━━━ Selected passage ━━━

Modern Healthcare

Efforts to move the needle on flu shot rates get stuck

- By Phil Galewitz Kaiser Health News Kaiser Health News is a national health policy news service. It is an editoriall­y independen­t program of the Henry J. Kaiser Family Foundation, which is not affiliated with Kaiser Permanente.

One factor that limits people from getting vaccinated is they don’t realize how dangerous flu and its complicati­ons, such as pneumonia, can be.

IT’S FREE AND AVAILABLE everywhere. Yet most Americans skip the annual flu shot—with the number of dispensed vaccines barely changed in the past decade, despite government removal of cost and access obstacles.

“We are kind of spinning our wheels trying to reach a larger portion of the population,” said Dr. William Schaffner, an infectious-disease specialist at Vanderbilt University Medical Center in Nashville and medical director of the National Foundation for Infectious Diseases.

Public health officials recommend that nearly all people get the flu shot.

The 2010 Affordable Care Act required all insurers to waive out-ofpocket costs for plan members for the vaccinatio­ns and, in the past few years, all states allowed pharmacist­s to administer the shots, which have made them available in drugstores, grocery chains and big-box stores.

The flat immunizati­on rates worry public health officials who say the vaccine is the best weapon to prevent the flu, which caused as many as 61,000 deaths during the last flu season and hundreds of thousands of hospitaliz­ations.

“The number of Americans being vaccinated is not optimal,” Dr. Daniel Jernigan, director of the influenza division at the Centers for Disease Control and Prevention, told the House Science, Space & Technology Committee during a recent hearing.

A key reason people choose not to get the flu vaccine is they perceive it doesn’t work, Jernigan said, although studies have found it is usually 40% to 60% effective. CDC and other officials at the hearing stressed that even when the vaccine doesn’t prevent infection, it can still reduce complicati­ons that land people in the hospital and cause death.

The federal government is working on creating a long-acting flu vaccine that can work against all known strains of the virus, but it’s at least several years away. The first human testing began on a small scale this year at the National Institutes of Health.

Immunizati­on rates among adults have hovered in the 40% to 45% range for the past decade. Among people 65 and older, who are most at risk for complicati­ons of the flu, 68% were inoculated last year, up from 67% in 2010.

Vaccinatio­n rates, however, have risen for children—increasing to 73% last year from 64% in 2011.

Another factor that limits people from getting vaccinated is they don’t realize how dangerous flu and its complicati­ons, such as pneumonia, can be.

“There is a perception that flu is a little worse than the common cold and there is not a huge level of worry,” said Dr. Jeff Salvon-Harman, chief patient safety officer at Presbyteri­an Healthcare Services, an integrated health plan in New Mexico with 590,000 health plan members.

People with flu often have high fever and muscle aches that make even the healthiest individual­s feel tired for up to a week.

In addition, flu can make chronic medical problems worse. For example, people with asthma may have attacks while infected with the flu.

━━━ Data supplied ━━━

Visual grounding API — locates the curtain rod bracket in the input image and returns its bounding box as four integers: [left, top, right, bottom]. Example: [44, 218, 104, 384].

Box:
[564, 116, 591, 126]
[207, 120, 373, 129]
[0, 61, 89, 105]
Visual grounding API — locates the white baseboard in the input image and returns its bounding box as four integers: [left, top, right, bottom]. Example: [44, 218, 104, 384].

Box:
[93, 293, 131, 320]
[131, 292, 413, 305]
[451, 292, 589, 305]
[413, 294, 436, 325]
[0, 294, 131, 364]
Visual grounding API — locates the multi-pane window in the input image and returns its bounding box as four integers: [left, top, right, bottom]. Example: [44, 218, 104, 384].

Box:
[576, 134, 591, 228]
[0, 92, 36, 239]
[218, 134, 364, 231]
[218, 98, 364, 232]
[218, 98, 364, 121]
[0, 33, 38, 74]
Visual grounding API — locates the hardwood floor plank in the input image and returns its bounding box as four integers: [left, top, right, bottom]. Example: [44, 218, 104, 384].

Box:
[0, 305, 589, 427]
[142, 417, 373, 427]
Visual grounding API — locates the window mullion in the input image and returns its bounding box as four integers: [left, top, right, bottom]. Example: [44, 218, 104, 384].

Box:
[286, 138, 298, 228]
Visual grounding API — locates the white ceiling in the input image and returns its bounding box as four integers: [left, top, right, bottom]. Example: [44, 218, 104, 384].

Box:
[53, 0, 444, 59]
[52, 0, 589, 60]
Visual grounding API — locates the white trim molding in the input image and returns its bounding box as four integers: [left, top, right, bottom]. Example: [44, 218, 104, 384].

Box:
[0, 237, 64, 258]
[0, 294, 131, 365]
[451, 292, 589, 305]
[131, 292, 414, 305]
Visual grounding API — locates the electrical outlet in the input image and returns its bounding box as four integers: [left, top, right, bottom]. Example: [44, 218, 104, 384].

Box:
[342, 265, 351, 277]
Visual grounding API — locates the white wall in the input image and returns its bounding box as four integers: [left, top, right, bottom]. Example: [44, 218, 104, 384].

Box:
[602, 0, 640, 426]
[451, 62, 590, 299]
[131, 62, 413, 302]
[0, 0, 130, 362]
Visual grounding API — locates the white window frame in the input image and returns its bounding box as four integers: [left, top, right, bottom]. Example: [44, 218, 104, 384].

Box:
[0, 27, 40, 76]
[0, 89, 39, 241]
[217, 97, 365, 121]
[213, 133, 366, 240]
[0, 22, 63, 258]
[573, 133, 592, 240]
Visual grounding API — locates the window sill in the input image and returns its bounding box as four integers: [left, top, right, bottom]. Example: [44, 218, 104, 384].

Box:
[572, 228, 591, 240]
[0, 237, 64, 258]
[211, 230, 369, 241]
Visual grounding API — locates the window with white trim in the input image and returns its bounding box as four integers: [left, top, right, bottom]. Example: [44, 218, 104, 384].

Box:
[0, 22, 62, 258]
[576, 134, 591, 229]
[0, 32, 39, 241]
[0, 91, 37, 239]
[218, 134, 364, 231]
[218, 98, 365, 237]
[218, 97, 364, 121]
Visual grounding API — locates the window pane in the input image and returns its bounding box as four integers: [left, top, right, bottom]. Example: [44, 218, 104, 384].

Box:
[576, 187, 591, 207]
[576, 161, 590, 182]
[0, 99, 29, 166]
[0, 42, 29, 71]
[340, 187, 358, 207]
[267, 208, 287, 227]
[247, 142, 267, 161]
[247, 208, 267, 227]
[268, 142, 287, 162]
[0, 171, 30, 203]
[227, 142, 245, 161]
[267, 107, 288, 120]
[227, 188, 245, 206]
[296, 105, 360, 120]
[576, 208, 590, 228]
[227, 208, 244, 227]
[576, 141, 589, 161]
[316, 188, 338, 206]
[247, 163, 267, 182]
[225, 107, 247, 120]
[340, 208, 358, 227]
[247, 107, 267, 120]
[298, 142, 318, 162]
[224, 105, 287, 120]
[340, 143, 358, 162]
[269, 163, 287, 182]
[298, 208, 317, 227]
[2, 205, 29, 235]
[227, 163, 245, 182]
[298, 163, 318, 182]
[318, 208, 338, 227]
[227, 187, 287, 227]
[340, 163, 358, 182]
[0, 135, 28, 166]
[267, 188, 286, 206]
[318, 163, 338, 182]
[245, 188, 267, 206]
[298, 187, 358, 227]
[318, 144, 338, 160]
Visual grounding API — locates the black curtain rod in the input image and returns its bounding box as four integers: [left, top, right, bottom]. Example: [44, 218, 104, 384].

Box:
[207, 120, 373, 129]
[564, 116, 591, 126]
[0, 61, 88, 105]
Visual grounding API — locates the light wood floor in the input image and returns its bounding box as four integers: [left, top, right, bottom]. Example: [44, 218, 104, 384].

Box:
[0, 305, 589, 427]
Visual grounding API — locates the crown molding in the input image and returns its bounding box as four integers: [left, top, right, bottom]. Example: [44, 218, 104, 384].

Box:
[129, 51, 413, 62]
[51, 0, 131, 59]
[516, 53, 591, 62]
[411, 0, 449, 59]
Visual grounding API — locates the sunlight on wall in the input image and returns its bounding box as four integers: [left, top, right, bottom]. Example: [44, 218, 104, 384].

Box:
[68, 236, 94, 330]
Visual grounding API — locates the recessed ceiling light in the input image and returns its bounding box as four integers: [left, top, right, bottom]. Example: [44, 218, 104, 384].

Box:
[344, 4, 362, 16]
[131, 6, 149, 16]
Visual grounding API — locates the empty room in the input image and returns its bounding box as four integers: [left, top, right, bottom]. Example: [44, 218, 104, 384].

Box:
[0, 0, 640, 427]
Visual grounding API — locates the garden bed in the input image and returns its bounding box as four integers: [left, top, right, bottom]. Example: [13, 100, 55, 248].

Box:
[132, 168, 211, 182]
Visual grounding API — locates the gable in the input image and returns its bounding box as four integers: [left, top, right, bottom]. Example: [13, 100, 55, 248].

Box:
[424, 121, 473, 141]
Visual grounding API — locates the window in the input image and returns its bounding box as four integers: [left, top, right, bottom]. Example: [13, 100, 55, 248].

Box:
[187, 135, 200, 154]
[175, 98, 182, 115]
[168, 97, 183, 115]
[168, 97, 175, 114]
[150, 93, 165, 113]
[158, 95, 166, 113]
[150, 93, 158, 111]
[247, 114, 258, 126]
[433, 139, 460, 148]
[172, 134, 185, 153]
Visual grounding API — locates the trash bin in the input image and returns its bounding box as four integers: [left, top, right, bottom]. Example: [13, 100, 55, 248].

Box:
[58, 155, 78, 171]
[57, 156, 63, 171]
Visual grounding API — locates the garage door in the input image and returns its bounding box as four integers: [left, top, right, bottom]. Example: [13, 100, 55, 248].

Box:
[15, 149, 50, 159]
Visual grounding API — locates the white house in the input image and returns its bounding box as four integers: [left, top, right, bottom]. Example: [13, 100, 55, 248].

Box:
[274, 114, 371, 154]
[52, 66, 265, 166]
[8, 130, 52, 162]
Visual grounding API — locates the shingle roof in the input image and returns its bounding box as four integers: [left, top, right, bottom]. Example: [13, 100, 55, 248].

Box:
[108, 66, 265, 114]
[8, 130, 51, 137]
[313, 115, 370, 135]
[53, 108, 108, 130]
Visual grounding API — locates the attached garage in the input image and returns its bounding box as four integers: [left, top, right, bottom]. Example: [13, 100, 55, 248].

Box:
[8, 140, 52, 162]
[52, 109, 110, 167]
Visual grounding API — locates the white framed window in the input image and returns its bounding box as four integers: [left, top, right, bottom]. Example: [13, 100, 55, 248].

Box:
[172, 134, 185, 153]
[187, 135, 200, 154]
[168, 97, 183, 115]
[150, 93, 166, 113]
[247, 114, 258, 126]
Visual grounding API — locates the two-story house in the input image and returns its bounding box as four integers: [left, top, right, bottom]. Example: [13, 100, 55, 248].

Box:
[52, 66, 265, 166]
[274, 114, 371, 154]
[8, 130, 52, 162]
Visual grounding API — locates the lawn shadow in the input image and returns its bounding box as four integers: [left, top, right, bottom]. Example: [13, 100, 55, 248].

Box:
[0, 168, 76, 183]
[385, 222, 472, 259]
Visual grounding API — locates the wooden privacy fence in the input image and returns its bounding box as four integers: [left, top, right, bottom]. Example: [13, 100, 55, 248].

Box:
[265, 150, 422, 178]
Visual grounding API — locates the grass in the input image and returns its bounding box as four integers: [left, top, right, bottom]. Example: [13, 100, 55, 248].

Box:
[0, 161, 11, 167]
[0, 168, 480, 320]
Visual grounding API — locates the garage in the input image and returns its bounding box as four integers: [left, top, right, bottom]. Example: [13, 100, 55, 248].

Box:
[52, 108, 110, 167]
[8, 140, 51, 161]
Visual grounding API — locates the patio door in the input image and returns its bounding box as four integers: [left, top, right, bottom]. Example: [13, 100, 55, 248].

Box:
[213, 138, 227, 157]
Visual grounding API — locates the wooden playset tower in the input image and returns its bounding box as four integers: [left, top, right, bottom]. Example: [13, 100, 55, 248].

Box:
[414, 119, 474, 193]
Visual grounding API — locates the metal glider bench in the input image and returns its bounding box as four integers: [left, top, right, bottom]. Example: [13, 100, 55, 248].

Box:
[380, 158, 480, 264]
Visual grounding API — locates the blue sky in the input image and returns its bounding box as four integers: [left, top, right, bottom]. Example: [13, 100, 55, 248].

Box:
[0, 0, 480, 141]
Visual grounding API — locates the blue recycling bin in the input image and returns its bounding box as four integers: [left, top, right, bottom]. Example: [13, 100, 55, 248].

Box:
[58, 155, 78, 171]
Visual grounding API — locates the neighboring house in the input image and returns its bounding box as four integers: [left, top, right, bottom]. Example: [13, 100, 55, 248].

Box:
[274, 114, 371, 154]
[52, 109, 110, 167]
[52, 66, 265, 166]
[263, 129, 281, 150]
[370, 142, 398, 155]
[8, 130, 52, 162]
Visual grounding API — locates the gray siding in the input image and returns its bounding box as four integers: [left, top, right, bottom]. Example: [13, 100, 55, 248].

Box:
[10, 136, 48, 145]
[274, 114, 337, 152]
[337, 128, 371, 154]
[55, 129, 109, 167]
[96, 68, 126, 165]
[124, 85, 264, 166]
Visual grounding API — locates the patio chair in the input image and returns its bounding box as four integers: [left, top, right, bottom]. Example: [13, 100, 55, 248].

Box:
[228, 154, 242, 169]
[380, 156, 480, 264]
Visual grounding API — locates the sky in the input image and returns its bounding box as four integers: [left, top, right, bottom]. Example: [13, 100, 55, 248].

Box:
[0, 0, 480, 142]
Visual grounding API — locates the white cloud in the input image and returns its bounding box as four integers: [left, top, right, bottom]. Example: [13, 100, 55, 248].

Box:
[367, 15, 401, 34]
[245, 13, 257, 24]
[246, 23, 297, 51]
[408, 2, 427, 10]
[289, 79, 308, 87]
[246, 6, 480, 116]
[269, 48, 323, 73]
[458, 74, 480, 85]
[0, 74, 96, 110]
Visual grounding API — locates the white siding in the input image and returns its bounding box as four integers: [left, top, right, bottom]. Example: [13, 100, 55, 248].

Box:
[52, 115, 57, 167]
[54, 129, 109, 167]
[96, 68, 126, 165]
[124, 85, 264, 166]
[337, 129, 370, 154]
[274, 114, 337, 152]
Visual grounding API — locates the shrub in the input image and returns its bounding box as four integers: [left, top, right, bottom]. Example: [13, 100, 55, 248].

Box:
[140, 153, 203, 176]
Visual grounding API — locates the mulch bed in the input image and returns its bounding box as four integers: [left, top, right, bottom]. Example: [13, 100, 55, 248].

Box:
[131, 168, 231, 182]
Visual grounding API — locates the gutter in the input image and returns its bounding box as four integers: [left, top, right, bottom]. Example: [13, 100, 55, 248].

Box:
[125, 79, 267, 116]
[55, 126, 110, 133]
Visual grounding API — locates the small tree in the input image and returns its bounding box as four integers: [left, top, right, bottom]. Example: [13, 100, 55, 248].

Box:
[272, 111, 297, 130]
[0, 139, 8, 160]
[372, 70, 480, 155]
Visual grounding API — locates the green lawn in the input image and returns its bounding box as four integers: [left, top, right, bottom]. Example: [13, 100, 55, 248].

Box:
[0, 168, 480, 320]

━━━

What to do>
A. Update the part of the flu shot article starting at "Modern Healthcare" and ending at "and access obstacles.", swapping "flu shot" for "flu vaccine".
B. Name every person the flu shot article directly quotes.
C. According to the flu shot article, are these statements true? (i) The first human testing of the long-acting flu vaccine began this year at the National Institutes of Health. (ii) Vaccination rates for children have dropped since 2011. (iii) Presbyterian Healthcare Services has 590,000 health plan members.

Exercise solutions>
A.
Modern Healthcare

Efforts to move the needle on flu vaccine rates get stuck

- By Phil Galewitz Kaiser Health News Kaiser Health News is a national health policy news service. It is an editoriall­y independen­t program of the Henry J. Kaiser Family Foundation, which is not affiliated with Kaiser Permanente.

One factor that limits people from getting vaccinated is they don’t realize how dangerous flu and its complicati­ons, such as pneumonia, can be.

IT’S FREE AND AVAILABLE everywhere. Yet most Americans skip the annual flu vaccine—with the number of dispensed vaccines barely changed in the past decade, despite government removal of cost and access obstacles.

B. Dr. William Schaffner, Dr. Daniel Jernigan and Dr. Jeff Salvon-Harman.

C.
(i) Yes: "The first human testing began on a small scale this year at the National Institutes of Health."
(ii) No: "increasing to 73% last year from 64% in 2011."
(iii) Yes: "an integrated health plan in New Mexico with 590,000 health plan members."